Top of Page text

Thank you, Chairman Seabaugh and committee members, for allowing me to share my thoughts about the proposed changes to current Georgia gun laws [which would allow permit holders to carry concealed handguns into our congregations.] I’m Rev. Anthony David, Senior Minister of the Unitarian Universalist Congregation in Atlanta, one of the largest Unitarian Universalist congregations in the United States.

 

Recently, the Unitarian Universalist religious movement has been tested with violence. On the morning of July 27th, during a worship service at our sister church in Knoxville Tennessee, a man named Jim Adkisson started shooting. 200 people were in the Tennessee Valley Unitarian Universalist Church sanctuary that morning, including the 25 children and youth who were leading worship that day. Many were wounded and two ended up dead. Based on Jim Adkisson’s own testimony, as well as that of a letter he had written, he wanted to target the church because of its emphasis on freedom and inclusivity—his belief that liberals should be killed because they are ruining the country. He concealed a shotgun in a guitar case, carried that case into the church sanctuary, took the gun out and started shooting indiscriminately into the crowd, fully expecting to keep shooting until police arrived and he was killed himself. He fully expected to die that day, even going so far as to leave his home unlocked to make it easy for police to enter.

Bottom of Page text
Top of Data section

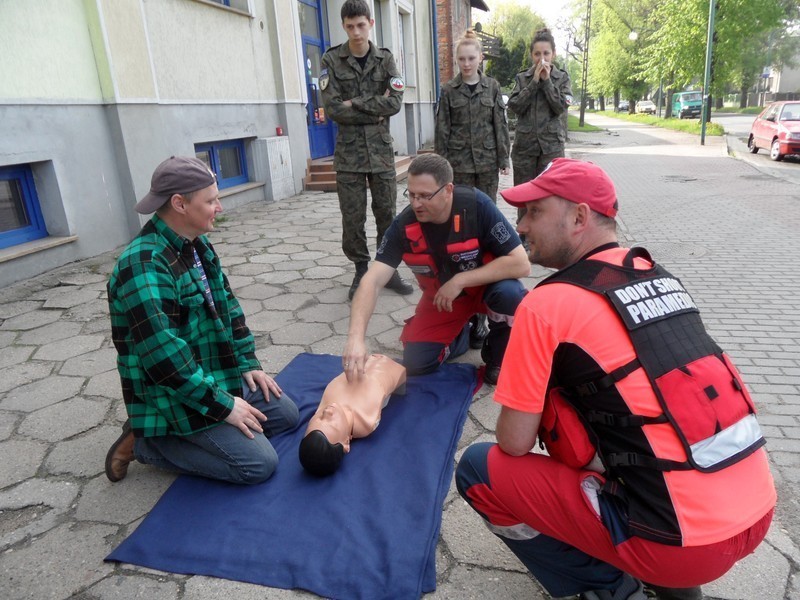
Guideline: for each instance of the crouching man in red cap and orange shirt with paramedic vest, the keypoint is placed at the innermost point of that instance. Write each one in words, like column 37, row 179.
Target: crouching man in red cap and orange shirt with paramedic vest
column 655, row 469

Bottom of Data section

▸ **Task to complete**
Reproduce the full testimony on Georgia gun laws word for word. The listing comes from a different source than the testimony.

▸ **Response area**
Thank you, Chairman Seabaugh and committee members, for allowing me to share my thoughts about the proposed changes to current Georgia gun laws [which would allow permit holders to carry concealed handguns into our congregations.] I’m Rev. Anthony David, Senior Minister of the Unitarian Universalist Congregation in Atlanta, one of the largest Unitarian Universalist congregations in the United States.

 

Recently, the Unitarian Universalist religious movement has been tested with violence. On the morning of July 27th, during a worship service at our sister church in Knoxville Tennessee, a man named Jim Adkisson started shooting. 200 people were in the Tennessee Valley Unitarian Universalist Church sanctuary that morning, including the 25 children and youth who were leading worship that day. Many were wounded and two ended up dead. Based on Jim Adkisson’s own testimony, as well as that of a letter he had written, he wanted to target the church because of its emphasis on freedom and inclusivity—his belief that liberals should be killed because they are ruining the country. He concealed a shotgun in a guitar case, carried that case into the church sanctuary, took the gun out and started shooting indiscriminately into the crowd, fully expecting to keep shooting until police arrived and he was killed himself. He fully expected to die that day, even going so far as to leave his home unlocked to make it easy for police to enter.